- **What the task asks**: Reproduce every one of the rows below word for word. Leave the pictures out of your copy.

[Point labeling rows]

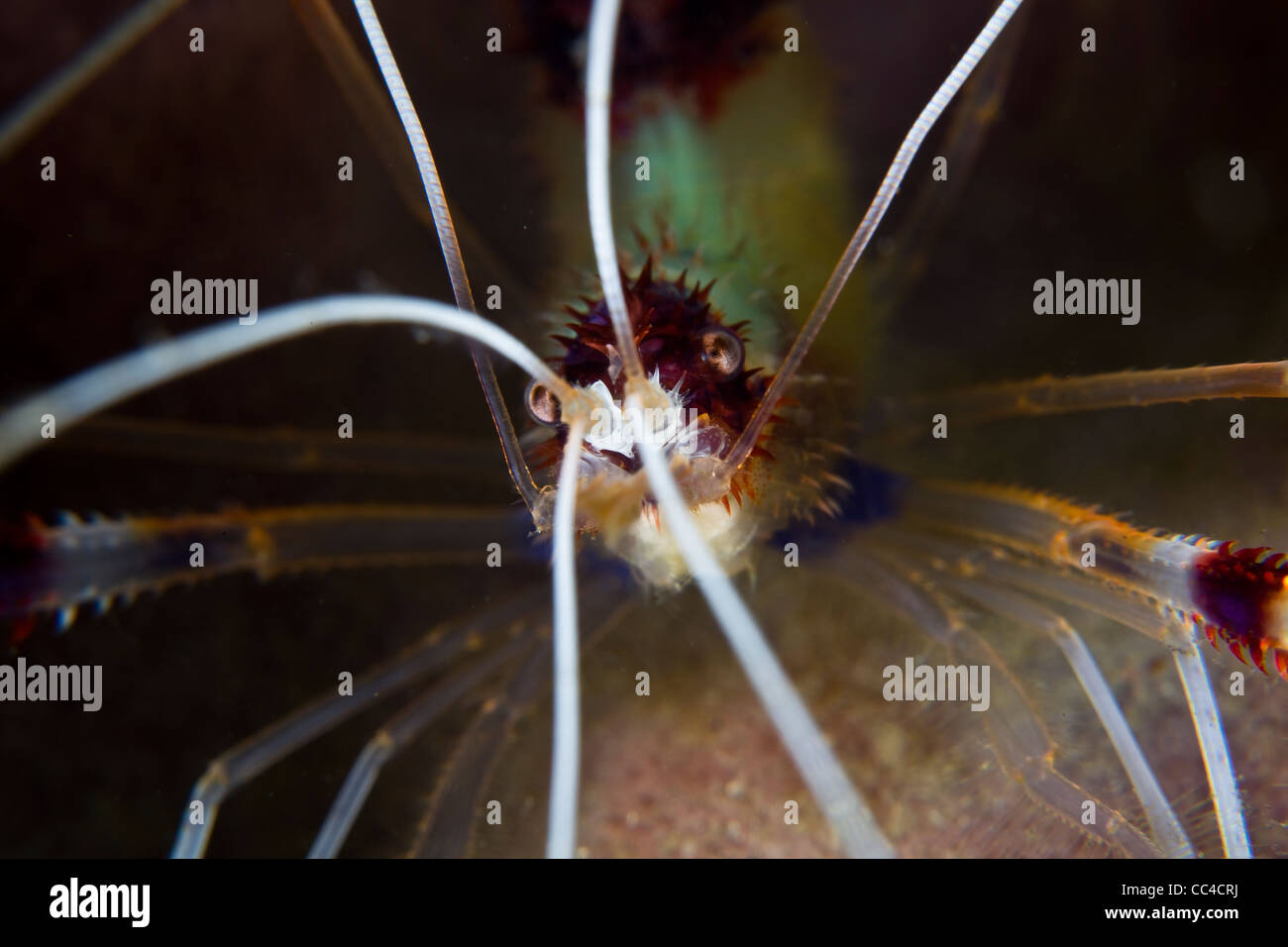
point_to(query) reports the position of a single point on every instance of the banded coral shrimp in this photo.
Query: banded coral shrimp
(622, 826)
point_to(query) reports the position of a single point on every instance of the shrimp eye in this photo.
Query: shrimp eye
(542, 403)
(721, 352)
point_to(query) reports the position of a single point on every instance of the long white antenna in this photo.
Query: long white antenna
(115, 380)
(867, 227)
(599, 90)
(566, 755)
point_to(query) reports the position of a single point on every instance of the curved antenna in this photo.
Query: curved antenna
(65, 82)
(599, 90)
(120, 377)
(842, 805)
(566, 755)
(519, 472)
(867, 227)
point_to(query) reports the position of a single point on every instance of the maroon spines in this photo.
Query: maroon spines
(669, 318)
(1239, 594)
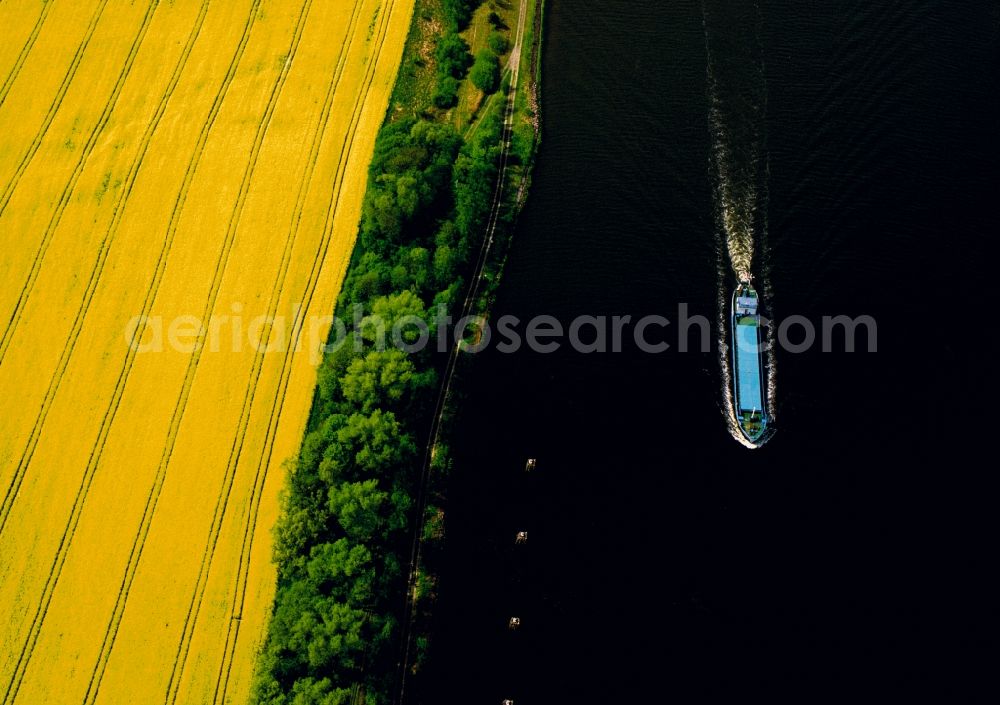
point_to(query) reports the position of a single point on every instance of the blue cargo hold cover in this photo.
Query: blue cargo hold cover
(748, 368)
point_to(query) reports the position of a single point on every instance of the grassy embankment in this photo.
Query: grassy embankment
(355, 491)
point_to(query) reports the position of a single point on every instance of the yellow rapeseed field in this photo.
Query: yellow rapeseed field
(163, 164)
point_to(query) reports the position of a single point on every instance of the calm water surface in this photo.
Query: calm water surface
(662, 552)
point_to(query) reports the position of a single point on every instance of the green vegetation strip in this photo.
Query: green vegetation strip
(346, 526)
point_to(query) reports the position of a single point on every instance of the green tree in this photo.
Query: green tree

- **Result of the exercise**:
point_to(query) reports the position of a single point on every instance of the banded coral shrimp in this photo.
Query: banded coral shrimp
(622, 826)
point_to(query) reports the position of a single point on every instance of the shrimp eye in this photo.
Query: shrimp eye
(542, 403)
(721, 352)
point_to(query) reports the position of a single point on every instance of the long white antenna in this photo.
Query: long white antenna
(115, 380)
(867, 227)
(599, 90)
(566, 755)
point_to(query) reports the position of a single point on every instance of the curved antenna in this photo.
Query: curved antenna
(65, 82)
(599, 90)
(120, 377)
(842, 805)
(566, 755)
(519, 472)
(867, 227)
point_to(query) reports the position of a single point on every instance of the maroon spines in this photo.
Query: maroon spines
(669, 318)
(1239, 594)
point_to(query) reports the position of a single point on every instance of the blue cargo hold cover in this photo.
Query: blue cargo hold cover
(748, 368)
point_to(query) reports the position of a single point on every instance of the grassy embankment in this photo.
Query: grassy embankment
(355, 491)
point_to(query) reports the position of a single point on every instance of the yellow rapeseed field in this photo.
Query: yellow rapeseed field
(163, 164)
point_to(query) reports the position of a single point on every instance of the calm water surface in this photo.
Query: calm water surface
(662, 552)
point_to(query) reports the position of a single point on every instance of the green vegetation strip in this photo.
Query: green vegetation strip
(346, 526)
point_to(query) reports the position of a single point on every instance of the green tree in this photo.
Query: green tree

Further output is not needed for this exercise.